>> Begin PROVIDED RECORDS
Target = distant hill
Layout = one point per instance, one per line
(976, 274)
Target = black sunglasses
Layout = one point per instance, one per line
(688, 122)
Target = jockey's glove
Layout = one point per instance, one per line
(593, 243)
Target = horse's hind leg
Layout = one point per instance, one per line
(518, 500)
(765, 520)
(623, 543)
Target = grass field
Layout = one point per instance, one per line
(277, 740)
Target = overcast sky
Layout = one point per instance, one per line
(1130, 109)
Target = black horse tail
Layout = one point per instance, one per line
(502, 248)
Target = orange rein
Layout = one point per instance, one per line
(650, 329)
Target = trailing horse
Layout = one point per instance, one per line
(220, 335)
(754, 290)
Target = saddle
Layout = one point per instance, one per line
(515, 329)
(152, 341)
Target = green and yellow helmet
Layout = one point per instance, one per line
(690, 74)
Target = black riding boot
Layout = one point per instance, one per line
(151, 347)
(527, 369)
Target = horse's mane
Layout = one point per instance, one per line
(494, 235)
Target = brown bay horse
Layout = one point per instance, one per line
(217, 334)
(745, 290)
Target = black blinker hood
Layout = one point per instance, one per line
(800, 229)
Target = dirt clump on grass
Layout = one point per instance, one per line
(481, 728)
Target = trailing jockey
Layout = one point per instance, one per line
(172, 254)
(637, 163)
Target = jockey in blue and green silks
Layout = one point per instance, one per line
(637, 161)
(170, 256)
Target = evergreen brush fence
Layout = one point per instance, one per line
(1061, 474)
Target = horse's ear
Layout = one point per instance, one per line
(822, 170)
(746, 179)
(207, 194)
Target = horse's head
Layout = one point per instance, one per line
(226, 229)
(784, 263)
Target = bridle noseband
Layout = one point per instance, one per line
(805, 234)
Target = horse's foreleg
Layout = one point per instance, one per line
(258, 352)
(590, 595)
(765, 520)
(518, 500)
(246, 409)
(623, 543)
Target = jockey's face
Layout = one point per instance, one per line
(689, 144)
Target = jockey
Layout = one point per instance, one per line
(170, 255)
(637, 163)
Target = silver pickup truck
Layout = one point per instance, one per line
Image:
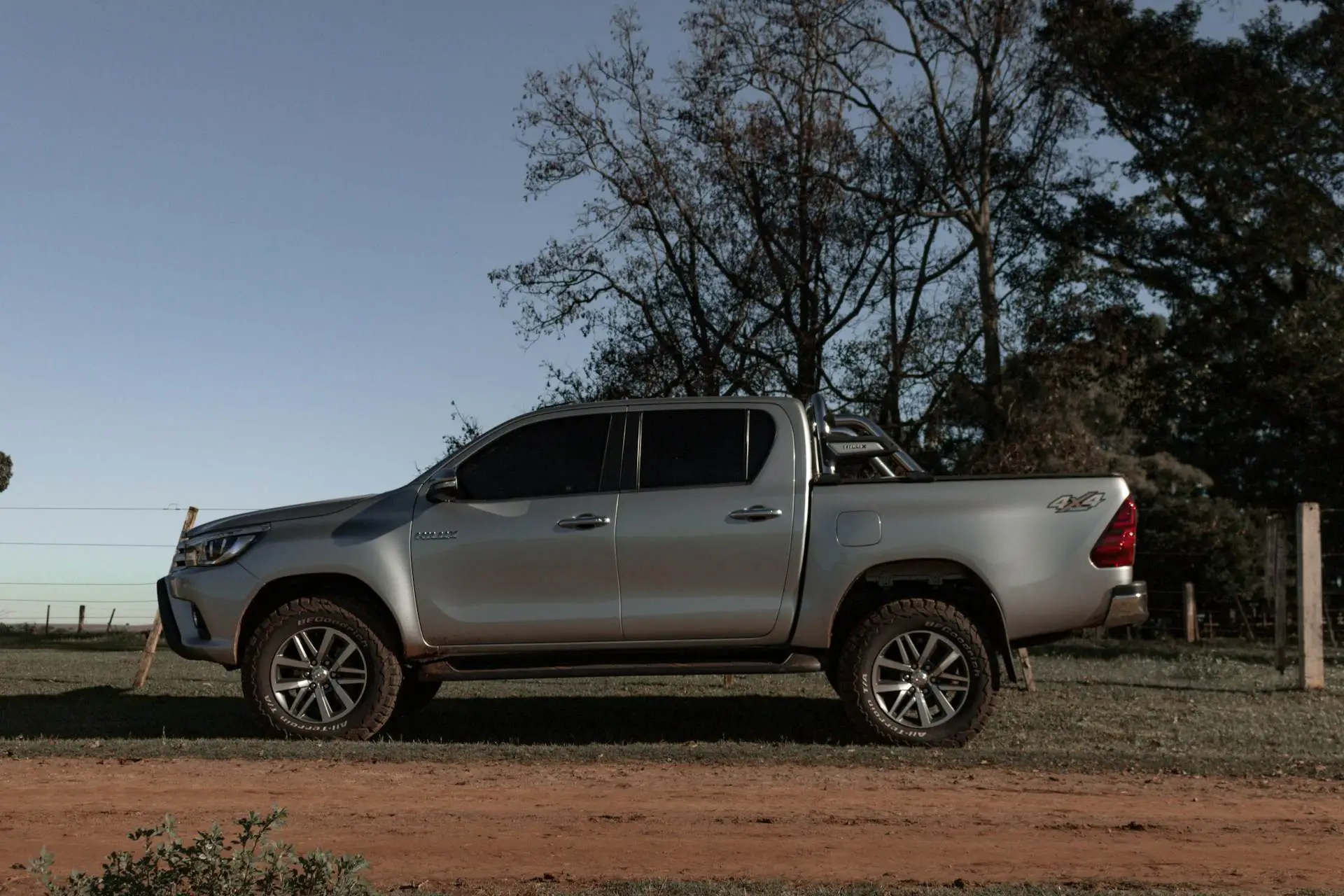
(673, 536)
>> End PROVIDED RECORDS
TO BE DONE.
Copy every line above word for word, omitting the picture.

ANSWER BELOW.
Target = distant hill
Layout = one point per instance, one per line
(976, 274)
Target = black sunglasses
Layout = one point per instance, one per line
(688, 122)
Target = jockey's glove
Layout = one point per instance, one per line
(593, 243)
Target = horse's hind leg
Layout = one point per instance, one per line
(518, 500)
(765, 520)
(623, 543)
Target = grass field
Layout = one point per instance, one per line
(277, 740)
Target = overcast sky
Layout = one point per instance, one per line
(1130, 109)
Target = black horse tail
Layout = one point per instance, one per line
(502, 248)
Target = orange rein
Layout = one point per instance, one per line
(650, 329)
Target = trailing horse
Layout = one point per instance, one per line
(220, 335)
(754, 290)
Target = saddle
Layout = one point per instance, one per line
(515, 329)
(152, 341)
Target = green and yellow helmet
Layout = one point per instance, one per line
(690, 74)
Target = black riding boot
Layout = one point per instance, one per line
(151, 347)
(527, 369)
Target = horse's mane
Layout = one point per instance, one per line
(494, 235)
Target = brown bay horse
Layout = one point per instance, one per line
(217, 334)
(745, 290)
Target = black blinker hood
Layout = one point per instance, one per line
(800, 229)
Target = dirt clump on grass
Layout = one point per instance, one per line
(481, 728)
Target = trailing jockey
Layout = one point per instance, one per line
(172, 254)
(637, 163)
Target = jockey in blue and green silks
Layout = one point per instance, one per line
(637, 161)
(170, 256)
Target = evergreen brush fence
Layout = one point per instance, one per line
(1061, 474)
Target = horse's ear
Layout = one point per instance, one per line
(822, 170)
(746, 179)
(207, 194)
Target = horse's head
Layout = one point per instance, one per line
(226, 229)
(784, 263)
Target = bridle noseband
Layout = one point per instance, one per line
(805, 234)
Target = horse's foreleg
Layout = one point per instance, one per line
(258, 352)
(590, 595)
(765, 520)
(518, 500)
(246, 409)
(623, 543)
Target = jockey's face
Layout = one point per instance, one per line
(689, 144)
Target = jockey
Layout = one point per instance, one per line
(170, 255)
(637, 163)
Target = silver pickup truck
Layout = one point per instance, one per line
Image:
(673, 536)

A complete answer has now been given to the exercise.